GIVEN EXERCISE: Pull out every line of the records that contains the string "truck". Matches are case-sensitive.

· · · · · · ·

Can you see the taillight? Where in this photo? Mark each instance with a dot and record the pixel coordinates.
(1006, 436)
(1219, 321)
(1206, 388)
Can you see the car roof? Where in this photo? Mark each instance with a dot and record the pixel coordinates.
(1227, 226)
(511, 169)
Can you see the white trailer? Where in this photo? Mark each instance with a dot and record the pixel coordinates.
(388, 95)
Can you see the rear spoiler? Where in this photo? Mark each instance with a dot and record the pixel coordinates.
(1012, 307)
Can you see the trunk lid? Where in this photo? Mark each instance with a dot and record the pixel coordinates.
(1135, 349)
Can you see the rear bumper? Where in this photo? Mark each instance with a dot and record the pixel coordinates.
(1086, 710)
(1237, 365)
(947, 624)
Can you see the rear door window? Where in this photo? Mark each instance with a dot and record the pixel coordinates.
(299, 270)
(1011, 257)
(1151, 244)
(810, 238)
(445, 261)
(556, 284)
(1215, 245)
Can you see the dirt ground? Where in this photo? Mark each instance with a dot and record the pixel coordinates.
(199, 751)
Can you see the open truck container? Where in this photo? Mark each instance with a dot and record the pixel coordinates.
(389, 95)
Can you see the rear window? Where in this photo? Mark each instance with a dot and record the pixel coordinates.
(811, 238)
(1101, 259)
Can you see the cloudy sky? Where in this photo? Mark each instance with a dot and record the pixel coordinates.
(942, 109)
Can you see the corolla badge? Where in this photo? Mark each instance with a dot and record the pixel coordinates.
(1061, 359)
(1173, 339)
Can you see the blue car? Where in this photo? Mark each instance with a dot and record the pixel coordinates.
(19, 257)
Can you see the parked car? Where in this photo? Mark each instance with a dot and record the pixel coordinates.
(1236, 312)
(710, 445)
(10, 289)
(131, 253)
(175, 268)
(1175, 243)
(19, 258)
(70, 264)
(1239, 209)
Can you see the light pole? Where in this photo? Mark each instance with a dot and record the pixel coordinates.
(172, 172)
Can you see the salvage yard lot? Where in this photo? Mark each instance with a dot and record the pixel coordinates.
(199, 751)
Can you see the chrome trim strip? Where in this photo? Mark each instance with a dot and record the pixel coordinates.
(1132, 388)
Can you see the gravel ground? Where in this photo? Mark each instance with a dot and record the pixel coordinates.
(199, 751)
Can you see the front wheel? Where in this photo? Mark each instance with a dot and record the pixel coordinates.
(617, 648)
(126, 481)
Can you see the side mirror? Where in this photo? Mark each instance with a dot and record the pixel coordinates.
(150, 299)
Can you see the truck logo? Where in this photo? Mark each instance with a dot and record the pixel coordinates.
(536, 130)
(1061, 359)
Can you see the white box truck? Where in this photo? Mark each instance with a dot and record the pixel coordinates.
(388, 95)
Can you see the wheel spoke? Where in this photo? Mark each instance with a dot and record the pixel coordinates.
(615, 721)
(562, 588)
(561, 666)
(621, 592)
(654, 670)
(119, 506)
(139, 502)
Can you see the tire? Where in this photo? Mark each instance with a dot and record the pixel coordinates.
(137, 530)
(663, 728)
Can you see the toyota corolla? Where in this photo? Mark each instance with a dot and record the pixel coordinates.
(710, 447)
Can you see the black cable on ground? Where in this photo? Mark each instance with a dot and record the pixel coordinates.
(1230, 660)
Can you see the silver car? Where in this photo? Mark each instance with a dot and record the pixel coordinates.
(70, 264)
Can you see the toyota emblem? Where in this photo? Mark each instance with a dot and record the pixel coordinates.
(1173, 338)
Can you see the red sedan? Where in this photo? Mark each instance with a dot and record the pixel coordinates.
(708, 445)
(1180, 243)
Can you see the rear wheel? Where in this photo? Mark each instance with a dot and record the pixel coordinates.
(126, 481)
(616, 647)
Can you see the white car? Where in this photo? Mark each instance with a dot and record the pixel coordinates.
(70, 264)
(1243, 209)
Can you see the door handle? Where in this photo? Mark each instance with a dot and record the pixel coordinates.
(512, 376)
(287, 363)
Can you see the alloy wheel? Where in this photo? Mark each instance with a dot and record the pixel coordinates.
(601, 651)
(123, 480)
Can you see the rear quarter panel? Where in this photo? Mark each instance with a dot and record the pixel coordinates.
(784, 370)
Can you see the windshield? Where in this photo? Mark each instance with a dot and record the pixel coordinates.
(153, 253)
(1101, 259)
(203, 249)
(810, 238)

· · · · · · ·

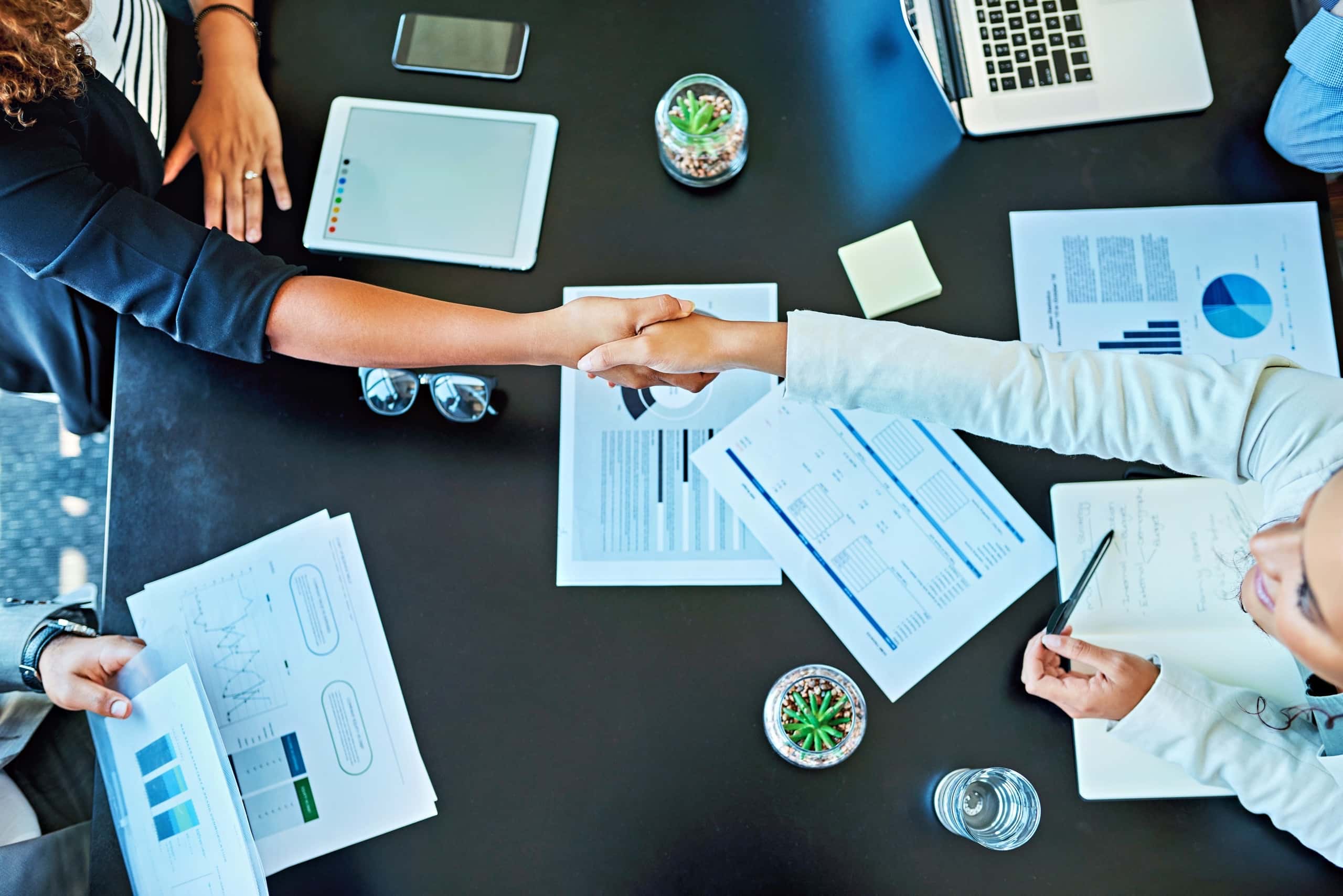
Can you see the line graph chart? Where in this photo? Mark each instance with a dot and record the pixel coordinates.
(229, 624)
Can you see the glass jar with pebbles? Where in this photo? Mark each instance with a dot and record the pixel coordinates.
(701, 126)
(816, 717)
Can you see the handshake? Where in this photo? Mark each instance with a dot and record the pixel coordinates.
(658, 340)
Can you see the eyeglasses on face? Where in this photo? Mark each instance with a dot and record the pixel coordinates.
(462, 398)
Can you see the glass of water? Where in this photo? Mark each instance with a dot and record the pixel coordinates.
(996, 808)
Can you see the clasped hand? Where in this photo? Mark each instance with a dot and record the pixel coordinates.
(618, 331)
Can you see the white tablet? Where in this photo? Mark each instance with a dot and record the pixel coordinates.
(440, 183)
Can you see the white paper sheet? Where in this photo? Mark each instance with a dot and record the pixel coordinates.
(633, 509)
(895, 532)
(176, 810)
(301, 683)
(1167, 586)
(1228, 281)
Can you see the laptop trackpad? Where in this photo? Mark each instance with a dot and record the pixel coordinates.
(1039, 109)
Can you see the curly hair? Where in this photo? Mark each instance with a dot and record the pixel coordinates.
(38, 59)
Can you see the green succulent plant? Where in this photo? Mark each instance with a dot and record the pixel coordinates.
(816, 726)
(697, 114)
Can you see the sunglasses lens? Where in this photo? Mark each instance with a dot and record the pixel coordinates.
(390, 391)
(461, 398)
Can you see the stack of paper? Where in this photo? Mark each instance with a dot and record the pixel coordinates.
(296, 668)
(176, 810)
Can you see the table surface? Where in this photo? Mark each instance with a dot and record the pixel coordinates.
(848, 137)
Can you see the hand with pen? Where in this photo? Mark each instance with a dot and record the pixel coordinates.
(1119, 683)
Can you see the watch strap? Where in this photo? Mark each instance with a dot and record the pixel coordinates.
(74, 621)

· · · · · · ·

RESPONSE:
Can you see the open truck container? Where in this photo? Mark each instance with a dot and record the pixel coordinates.
Can you see the truck logo? Where in this photo? Mark each instance with a dot and record the pixel coordinates.
Can you see the white box truck? Where in this photo? Mark each instance with a dot and record the pixel coordinates.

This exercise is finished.